Given exercise — In the rows below, locate every line that contains the word "green" and copy each of those lines.

Items from a data source —
— begin —
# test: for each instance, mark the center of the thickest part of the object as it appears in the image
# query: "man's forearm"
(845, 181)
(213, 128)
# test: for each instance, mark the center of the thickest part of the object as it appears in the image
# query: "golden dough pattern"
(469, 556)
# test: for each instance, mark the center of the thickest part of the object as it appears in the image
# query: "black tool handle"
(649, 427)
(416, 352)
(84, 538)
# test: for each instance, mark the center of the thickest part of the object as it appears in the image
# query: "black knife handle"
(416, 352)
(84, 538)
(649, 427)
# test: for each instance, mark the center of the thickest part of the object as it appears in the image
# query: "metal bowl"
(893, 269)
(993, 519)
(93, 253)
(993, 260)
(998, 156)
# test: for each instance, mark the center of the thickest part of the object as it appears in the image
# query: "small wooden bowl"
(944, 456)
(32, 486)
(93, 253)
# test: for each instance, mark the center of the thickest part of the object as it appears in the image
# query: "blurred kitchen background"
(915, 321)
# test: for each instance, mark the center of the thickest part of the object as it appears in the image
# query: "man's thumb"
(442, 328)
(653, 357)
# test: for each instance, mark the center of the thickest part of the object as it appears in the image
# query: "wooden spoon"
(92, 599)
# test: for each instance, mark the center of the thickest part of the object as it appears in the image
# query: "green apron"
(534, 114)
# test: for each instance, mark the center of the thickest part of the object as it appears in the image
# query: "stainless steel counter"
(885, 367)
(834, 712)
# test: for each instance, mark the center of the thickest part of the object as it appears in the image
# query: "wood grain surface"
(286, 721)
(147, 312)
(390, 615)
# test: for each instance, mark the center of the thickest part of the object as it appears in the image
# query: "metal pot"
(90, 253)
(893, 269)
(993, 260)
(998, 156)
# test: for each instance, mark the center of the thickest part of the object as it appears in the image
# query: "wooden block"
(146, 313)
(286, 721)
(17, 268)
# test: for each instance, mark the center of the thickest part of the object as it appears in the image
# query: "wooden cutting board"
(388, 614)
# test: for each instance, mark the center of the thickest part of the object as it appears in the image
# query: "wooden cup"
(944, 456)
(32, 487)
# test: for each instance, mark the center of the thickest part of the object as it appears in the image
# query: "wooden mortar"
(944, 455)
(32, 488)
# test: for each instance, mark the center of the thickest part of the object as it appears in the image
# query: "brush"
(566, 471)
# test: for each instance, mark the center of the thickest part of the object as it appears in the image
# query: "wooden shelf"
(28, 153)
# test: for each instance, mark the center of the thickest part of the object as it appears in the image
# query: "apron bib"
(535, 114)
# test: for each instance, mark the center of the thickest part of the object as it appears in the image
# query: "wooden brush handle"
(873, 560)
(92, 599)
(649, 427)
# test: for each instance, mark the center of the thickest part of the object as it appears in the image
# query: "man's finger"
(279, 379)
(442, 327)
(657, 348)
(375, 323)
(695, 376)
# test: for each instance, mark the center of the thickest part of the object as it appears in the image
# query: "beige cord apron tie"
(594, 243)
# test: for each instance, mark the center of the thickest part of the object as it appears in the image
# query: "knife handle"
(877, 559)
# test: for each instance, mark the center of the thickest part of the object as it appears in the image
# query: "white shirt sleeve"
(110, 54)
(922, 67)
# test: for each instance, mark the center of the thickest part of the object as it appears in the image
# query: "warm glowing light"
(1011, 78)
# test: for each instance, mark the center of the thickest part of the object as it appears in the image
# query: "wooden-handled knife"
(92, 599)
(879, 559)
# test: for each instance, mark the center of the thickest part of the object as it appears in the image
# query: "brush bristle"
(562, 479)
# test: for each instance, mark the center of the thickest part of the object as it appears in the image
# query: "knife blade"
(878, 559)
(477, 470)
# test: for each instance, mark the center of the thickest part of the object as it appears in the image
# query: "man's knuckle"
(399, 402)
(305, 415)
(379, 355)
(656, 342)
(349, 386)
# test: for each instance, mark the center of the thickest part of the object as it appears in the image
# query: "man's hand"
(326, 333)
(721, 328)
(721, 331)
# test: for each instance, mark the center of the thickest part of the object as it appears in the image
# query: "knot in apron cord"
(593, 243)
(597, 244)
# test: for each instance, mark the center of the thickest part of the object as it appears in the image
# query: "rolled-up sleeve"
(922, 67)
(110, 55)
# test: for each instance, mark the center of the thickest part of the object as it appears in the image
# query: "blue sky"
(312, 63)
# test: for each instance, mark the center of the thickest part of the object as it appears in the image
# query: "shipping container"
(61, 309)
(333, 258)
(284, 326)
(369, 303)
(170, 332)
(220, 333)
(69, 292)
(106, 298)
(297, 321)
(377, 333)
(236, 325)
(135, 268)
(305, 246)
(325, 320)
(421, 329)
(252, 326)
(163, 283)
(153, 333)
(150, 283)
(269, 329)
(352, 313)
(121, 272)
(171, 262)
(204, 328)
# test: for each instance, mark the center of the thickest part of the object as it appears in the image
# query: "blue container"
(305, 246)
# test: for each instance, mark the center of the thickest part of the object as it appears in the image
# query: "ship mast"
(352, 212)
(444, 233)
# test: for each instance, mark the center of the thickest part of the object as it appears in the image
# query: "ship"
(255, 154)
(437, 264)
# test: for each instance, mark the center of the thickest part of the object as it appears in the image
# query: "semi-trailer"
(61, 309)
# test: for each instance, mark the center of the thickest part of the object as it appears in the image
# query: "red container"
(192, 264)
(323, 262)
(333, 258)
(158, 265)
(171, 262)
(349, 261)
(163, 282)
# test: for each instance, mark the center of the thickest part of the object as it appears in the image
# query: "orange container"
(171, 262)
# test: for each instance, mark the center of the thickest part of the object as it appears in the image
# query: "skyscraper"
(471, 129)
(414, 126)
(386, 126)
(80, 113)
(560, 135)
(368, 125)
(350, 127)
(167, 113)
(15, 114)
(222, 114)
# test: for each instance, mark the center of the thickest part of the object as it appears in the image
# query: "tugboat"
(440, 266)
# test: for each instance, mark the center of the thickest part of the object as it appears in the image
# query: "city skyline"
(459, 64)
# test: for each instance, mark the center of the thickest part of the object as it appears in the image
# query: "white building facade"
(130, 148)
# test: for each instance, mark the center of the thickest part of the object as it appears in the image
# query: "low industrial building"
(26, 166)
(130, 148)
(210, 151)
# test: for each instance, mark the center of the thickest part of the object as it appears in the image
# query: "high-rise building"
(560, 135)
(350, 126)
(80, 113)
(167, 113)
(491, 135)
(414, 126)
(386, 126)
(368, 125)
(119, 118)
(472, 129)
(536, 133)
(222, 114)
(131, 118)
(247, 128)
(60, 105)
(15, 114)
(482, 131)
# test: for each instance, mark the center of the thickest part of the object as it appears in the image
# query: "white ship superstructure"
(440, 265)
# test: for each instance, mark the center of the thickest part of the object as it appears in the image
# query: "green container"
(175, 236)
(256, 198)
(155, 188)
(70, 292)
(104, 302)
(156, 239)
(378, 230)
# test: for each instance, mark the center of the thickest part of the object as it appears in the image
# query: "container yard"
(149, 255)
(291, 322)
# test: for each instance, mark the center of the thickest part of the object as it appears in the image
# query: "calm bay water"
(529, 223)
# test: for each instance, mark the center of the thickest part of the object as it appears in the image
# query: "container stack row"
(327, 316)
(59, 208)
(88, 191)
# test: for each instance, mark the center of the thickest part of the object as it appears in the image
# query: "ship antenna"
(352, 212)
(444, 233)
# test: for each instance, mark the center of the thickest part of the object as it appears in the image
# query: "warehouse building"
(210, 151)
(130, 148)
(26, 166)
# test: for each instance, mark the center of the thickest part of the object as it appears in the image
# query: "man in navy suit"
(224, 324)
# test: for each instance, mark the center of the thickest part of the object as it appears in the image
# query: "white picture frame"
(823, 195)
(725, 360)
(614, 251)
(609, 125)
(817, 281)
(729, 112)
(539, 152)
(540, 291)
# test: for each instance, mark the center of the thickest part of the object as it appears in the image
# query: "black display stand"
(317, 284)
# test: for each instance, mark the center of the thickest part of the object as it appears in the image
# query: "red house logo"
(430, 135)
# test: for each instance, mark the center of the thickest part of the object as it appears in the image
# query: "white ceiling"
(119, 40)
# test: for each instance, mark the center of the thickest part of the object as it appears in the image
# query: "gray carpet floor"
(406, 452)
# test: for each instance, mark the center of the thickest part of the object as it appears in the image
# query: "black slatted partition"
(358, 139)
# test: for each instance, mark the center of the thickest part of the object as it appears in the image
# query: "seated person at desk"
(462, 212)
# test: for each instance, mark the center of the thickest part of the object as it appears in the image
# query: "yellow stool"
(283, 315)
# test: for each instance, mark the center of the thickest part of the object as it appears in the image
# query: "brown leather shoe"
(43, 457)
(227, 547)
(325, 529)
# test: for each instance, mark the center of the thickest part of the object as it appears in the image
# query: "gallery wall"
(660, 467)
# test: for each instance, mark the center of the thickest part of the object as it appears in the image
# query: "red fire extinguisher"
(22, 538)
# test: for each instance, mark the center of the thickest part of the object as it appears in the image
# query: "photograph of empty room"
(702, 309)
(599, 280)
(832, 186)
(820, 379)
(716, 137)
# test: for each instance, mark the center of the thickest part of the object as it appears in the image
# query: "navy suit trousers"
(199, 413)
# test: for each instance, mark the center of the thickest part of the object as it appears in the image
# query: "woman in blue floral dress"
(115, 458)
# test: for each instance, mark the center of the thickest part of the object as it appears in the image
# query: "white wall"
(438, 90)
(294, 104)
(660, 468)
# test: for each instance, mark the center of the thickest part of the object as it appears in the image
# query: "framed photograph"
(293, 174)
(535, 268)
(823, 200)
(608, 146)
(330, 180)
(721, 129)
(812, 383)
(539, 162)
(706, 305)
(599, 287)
— end —
Result of this task —
# query: "green apron"
# query: "green container"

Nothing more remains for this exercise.